◆ Text excerpt:
In this example, we estimate \( \log r = \log Z_1 - \log Z_2\) using the f-GAN-Bridge estimator (f-GB, Algorithm 2), Warp-III Bridge estimator (Meng and Schilling 2002), Warp-U Bridge estimator (Wang et al. 2020) and Gaussianized Bridge sampling (GBS) (Jia and Seljak 2020). We fix \(N_i\), the number of samples from \(q_i\), to be 2000 for \(i=1,2\), and compare the performance of these methods as we increase the dimension p. For each value of p, we run each methods 100 times. For Algorithm 2, we set \(\lambda _1, \lambda _2 = 0.05\), and \({\tilde{q}}^{(\phi )}_{1}\) to be a Real-NVP with 4 coupling layers. For Warp-III and GBS, we use the recommended or default settings. For Warp-U, we adopt the cross-splitting strategy suggested by the authors: we first estimate the Warp-U transformation using first half of the samples as the training set, and compute the Warp-U Bridge estimator using the second half as the estimating set. We then swap the role of the training and estimating set to compute another Warp-U Bridge estimator. The final output would then be the average of the two Warp-U Bridge estimators. This idea has also been discussed in Wong et al. (2020). Let \({\hat{r}}\) be a generic estimator of r. For each method and each value of p, we compute a MC estimate of the MSE of \(\log {\hat{r}}\) based on the results from the repeated runs. We use it as the benchmark of performance. From Fig. 1, we see f-GB outperforms all other methods for all choices of p. We also include a scatter plot of the first two dimensions of samples from \(q_1,q_2\) and the transformed \(q_1^{(\phi _t)}\) when \(p=48\), where \(q_1^{(\phi _t)}\) is estimated using Algorithm 2 with \(n_i=n'_i=N_i/2\) for \(i=1,2\). We see the transformed \(q_1^{(\phi _t)}\) captures the structure of \(q_2\) accurately, and they share much greater overlap than the original \(q_1,q_2\).

Fig. 1
figure 1

Left: MC estimates of MSE of \(\log {\hat{r}}\) for each methods. Vertical segments are \(2\sigma \) error bars. Note that the y-axis is on log scale. Right: scatter plot of the first two dimensions of samples from \(q_1,q_2\) and \(q_1^{(\phi _t)}\) when \(p=48\). \(q_1^{(\phi _t)}\) is obtained from Algorithm 2 with \(n_i=n'_i=1000\) for \(i=1,2\)

◆ Written task: In the bridge sampling excerpt, why is the Warp-U estimator computed with a cross-splitting strategy, and how is that strategy carried out? Answer in one to three sentences. The listing has no connection to the bridge sampling excerpt.

◆ Information provided:
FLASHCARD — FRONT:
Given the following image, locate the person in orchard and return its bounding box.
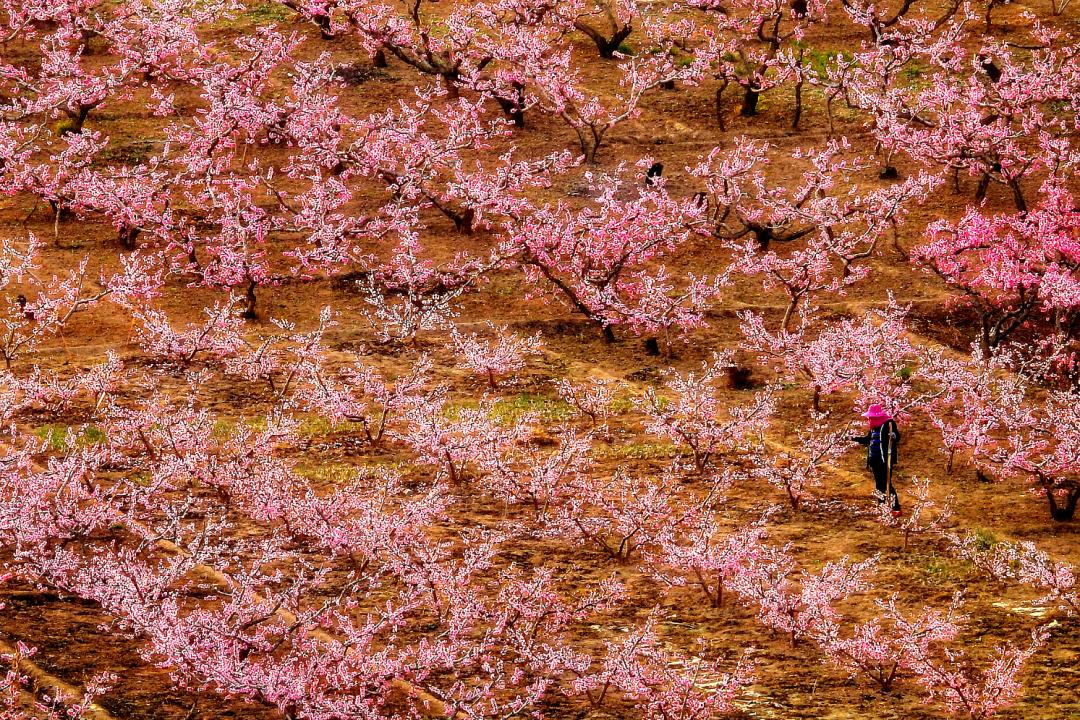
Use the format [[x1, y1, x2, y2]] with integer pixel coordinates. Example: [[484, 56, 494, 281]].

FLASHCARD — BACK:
[[851, 405, 900, 517]]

◆ Task result: Cross-splitting is used because the authors of Warp-U suggested it. The Warp-U transformation is first estimated on one half of the samples and the estimator computed on the other half. The two halves then swap roles, and the final output is the average of the two resulting estimators.